## BRIEF
Edit the lines of the material from the one holding "outline boat awning, every instance" through the one holding "M 232 83 L 234", inclusive: swap "boat awning" for "boat canopy" and leave everything else as it is. Give back only those lines, and leave the pictures out.

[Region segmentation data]

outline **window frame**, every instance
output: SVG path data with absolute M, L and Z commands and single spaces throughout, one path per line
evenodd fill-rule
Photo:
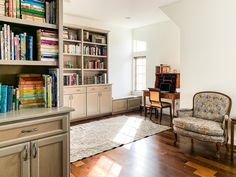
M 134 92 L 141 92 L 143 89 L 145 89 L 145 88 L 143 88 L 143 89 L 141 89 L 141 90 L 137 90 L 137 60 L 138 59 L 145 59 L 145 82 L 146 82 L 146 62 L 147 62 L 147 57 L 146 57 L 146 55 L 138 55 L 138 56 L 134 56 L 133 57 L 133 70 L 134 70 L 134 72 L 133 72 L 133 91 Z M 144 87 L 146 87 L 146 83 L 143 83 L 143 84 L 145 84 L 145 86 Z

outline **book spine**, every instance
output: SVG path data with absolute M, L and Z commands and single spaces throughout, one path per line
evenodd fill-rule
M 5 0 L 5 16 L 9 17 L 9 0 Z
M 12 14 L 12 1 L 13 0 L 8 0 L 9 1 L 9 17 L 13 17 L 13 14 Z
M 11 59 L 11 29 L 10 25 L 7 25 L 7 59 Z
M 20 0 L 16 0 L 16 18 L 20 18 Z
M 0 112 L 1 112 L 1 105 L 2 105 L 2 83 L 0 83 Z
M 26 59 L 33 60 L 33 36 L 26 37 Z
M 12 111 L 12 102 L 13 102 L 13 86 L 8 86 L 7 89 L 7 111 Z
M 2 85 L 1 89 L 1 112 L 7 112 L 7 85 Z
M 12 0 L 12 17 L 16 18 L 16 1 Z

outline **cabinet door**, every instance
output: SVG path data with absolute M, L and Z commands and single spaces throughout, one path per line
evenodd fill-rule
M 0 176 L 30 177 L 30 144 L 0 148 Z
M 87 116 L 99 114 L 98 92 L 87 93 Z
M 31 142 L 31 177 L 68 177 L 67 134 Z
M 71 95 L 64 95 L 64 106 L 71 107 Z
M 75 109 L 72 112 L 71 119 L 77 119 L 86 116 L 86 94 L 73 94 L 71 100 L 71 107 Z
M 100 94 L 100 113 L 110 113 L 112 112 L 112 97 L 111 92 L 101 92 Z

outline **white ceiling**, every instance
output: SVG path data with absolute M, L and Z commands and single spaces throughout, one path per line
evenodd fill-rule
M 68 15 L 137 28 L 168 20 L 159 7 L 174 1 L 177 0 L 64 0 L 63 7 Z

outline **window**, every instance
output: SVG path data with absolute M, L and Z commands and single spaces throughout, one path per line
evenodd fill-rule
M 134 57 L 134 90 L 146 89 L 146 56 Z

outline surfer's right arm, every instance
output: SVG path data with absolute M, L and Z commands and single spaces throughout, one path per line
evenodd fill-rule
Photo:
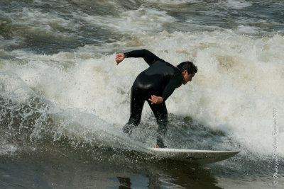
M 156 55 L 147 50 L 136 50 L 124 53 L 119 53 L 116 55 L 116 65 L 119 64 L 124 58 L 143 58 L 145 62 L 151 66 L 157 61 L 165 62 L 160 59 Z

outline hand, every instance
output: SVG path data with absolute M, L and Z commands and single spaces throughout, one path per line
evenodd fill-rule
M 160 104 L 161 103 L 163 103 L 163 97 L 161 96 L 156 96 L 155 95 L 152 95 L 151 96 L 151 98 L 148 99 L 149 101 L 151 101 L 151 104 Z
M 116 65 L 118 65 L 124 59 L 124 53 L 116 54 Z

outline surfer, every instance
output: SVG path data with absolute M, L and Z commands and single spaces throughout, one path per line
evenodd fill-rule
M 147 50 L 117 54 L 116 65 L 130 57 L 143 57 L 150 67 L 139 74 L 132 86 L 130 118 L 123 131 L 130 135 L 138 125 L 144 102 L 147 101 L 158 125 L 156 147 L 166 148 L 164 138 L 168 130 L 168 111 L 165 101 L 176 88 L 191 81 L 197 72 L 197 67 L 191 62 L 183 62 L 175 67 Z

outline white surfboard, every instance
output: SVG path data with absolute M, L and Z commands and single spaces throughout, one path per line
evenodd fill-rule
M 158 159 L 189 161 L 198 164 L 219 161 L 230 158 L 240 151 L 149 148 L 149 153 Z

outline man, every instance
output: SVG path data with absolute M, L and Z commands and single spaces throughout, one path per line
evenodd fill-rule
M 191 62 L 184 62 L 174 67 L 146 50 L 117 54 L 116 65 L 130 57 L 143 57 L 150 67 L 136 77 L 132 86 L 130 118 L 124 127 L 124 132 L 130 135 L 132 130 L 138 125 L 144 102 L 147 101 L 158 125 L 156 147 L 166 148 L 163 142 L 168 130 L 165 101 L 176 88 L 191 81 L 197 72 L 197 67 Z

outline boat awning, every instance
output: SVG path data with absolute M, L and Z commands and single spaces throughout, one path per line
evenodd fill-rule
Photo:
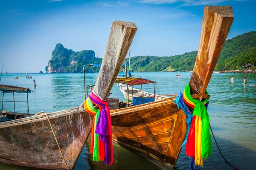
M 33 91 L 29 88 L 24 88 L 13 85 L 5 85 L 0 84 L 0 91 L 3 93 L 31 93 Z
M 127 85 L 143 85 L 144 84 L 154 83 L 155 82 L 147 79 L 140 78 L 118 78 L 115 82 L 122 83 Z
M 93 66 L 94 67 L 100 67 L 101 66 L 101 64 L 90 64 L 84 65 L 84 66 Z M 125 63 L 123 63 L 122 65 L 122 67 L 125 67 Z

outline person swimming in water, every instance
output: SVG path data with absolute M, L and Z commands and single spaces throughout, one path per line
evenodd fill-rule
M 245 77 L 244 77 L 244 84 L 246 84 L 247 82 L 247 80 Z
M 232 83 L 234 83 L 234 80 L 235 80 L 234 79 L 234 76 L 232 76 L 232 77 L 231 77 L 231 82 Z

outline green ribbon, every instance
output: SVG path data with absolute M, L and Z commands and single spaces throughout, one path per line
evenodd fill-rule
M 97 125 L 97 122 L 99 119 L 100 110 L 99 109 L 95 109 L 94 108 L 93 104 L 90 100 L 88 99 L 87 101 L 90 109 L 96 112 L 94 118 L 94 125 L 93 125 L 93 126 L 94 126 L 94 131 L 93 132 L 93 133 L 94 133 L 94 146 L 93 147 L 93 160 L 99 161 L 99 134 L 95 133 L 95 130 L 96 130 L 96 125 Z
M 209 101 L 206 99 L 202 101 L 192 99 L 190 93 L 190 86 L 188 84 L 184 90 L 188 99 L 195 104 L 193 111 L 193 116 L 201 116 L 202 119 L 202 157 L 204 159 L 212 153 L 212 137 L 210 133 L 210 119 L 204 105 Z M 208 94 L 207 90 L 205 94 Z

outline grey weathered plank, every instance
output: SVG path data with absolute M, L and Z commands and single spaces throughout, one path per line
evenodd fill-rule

* * *

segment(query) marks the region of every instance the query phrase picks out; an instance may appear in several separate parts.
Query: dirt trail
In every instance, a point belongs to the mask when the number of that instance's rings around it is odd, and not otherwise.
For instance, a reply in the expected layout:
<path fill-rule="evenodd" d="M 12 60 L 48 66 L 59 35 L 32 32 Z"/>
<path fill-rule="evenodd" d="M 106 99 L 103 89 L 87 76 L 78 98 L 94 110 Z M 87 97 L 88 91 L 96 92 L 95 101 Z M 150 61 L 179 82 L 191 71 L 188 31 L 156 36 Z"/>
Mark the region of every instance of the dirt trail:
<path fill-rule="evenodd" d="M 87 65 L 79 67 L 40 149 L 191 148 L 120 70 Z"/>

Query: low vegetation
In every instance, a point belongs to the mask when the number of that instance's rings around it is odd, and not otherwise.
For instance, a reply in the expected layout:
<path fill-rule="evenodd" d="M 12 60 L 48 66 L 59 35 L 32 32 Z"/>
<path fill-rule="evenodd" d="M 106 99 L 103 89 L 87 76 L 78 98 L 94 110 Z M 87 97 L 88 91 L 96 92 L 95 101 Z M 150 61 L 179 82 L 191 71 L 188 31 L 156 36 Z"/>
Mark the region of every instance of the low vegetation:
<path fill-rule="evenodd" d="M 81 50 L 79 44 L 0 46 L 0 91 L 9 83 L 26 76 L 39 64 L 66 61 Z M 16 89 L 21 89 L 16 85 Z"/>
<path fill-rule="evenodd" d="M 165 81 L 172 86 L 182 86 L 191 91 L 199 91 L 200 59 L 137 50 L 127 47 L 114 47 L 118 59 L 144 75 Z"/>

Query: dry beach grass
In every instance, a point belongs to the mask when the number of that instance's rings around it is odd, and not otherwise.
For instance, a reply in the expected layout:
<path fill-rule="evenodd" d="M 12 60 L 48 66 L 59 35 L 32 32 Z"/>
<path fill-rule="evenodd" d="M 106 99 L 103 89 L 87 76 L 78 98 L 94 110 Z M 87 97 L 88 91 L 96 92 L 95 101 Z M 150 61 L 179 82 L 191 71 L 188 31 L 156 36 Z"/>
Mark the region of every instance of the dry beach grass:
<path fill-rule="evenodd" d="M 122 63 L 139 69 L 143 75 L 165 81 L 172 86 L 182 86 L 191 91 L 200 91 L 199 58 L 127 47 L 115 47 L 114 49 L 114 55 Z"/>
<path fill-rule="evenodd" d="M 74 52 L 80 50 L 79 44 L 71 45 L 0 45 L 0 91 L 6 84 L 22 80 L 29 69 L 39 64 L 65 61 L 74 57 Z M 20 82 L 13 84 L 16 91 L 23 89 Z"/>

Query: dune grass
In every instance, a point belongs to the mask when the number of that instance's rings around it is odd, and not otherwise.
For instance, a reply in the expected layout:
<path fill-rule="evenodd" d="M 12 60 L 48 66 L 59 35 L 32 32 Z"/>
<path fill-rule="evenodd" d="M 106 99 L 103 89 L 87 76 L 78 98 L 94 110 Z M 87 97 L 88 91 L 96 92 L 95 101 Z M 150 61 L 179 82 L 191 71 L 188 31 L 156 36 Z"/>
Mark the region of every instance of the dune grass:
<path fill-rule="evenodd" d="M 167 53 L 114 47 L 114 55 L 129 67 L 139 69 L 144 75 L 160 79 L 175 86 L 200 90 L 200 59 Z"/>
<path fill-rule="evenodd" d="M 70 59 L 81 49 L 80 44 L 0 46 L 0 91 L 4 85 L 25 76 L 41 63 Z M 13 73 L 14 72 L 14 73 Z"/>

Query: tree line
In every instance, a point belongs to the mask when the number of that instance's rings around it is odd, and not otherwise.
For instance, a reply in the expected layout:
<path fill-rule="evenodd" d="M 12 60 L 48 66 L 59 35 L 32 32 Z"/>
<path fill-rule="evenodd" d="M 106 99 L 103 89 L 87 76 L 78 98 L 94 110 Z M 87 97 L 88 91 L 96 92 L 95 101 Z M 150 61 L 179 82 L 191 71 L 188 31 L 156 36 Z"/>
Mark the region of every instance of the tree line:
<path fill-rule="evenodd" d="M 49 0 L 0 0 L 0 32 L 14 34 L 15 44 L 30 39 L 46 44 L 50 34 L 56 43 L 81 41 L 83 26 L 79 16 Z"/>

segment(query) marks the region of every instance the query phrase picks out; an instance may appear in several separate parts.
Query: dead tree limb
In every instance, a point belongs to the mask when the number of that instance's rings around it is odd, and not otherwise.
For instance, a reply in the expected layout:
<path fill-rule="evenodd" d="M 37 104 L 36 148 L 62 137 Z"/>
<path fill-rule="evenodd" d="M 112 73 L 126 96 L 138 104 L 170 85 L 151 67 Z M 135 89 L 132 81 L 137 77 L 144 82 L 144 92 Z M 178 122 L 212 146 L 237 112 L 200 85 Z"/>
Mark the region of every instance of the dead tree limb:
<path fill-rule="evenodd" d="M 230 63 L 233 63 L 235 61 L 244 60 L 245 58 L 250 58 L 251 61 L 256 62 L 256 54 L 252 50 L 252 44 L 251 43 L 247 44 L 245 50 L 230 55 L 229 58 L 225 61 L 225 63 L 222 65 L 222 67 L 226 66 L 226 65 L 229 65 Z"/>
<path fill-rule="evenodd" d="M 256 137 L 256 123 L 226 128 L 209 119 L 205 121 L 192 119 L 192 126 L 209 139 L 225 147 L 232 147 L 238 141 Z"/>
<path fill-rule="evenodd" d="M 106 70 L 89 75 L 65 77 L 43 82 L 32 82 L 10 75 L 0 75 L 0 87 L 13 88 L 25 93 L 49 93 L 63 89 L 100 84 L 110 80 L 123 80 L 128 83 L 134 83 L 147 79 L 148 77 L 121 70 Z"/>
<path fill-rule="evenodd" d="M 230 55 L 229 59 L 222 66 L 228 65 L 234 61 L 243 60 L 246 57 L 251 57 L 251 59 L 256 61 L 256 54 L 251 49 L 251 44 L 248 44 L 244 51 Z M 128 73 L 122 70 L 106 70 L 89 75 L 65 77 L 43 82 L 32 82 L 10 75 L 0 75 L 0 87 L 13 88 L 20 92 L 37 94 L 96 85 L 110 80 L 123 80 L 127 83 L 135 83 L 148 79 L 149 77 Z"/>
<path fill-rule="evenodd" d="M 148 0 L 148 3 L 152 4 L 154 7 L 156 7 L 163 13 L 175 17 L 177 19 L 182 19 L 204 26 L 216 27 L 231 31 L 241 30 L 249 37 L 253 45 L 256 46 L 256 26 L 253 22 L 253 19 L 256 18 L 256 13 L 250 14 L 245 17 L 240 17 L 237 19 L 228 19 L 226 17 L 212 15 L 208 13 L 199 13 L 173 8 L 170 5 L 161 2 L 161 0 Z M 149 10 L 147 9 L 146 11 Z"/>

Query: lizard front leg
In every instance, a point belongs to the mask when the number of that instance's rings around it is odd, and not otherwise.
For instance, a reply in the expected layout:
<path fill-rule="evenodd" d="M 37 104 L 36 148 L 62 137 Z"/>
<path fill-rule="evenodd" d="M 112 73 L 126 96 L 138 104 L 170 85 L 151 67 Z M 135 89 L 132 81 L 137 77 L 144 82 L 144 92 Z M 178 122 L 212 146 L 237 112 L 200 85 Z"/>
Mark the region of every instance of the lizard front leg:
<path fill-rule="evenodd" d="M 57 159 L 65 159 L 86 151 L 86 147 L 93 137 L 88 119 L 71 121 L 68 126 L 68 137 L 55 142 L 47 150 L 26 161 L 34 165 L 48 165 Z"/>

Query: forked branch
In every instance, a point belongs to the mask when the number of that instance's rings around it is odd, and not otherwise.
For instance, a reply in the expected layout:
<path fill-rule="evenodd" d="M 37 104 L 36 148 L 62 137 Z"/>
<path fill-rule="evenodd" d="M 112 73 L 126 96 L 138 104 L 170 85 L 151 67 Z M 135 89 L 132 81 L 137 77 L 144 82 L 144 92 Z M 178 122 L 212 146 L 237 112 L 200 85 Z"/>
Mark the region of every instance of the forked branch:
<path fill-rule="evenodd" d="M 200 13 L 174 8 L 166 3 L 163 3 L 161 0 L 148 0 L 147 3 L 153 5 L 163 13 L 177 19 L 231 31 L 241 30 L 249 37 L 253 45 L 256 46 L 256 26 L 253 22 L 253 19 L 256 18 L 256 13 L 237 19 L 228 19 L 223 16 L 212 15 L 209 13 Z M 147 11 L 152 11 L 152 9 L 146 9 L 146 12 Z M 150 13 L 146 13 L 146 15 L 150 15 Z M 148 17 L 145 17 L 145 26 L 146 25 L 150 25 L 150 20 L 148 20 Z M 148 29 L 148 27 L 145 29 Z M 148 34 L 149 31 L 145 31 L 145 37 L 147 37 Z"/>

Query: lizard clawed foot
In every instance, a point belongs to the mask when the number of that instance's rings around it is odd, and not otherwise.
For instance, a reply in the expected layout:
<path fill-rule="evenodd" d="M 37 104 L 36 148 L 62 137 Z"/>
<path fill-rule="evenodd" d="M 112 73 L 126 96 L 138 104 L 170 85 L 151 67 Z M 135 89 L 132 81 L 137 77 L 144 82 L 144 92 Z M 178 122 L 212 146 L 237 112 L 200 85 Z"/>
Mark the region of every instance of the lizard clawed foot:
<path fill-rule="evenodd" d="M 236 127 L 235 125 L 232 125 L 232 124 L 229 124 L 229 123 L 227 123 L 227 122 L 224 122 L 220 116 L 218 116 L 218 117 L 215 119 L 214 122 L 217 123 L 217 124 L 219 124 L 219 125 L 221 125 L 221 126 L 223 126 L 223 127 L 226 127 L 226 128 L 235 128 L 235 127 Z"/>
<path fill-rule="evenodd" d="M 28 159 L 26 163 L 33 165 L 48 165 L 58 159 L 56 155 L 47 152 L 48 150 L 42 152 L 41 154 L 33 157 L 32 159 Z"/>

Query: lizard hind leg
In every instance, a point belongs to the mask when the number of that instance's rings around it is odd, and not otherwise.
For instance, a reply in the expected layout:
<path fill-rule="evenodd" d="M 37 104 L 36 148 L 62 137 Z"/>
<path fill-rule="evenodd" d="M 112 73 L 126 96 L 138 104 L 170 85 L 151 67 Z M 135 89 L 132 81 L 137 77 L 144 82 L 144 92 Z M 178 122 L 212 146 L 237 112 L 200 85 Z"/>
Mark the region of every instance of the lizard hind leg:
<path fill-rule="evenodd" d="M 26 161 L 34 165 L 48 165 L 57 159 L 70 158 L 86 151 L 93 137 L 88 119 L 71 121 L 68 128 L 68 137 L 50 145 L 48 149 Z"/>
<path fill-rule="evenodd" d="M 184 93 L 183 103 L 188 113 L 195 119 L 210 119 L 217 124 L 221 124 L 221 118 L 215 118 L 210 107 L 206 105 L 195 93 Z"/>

## EXERCISE RESPONSE
outline boat canopy, every instance
output: SVG path data with absolute M, L and Z commands and single spaces throughout, one path per line
evenodd fill-rule
Photo:
M 33 91 L 29 88 L 24 88 L 13 85 L 5 85 L 0 84 L 0 91 L 3 93 L 31 93 Z
M 127 85 L 143 85 L 144 84 L 154 83 L 155 82 L 147 79 L 140 78 L 118 78 L 115 82 L 122 83 Z
M 93 66 L 94 67 L 100 67 L 101 66 L 101 64 L 90 64 L 84 65 L 84 66 Z M 125 63 L 123 63 L 122 65 L 122 67 L 125 67 Z

outline person swimming in water, every instance
output: SVG path data with absolute M, L and Z commands and single spaces throughout, one path per line
evenodd fill-rule
M 245 77 L 244 77 L 244 84 L 246 84 L 247 82 L 247 80 Z
M 232 83 L 234 83 L 234 80 L 235 80 L 234 79 L 234 76 L 232 76 L 232 77 L 231 77 L 231 82 Z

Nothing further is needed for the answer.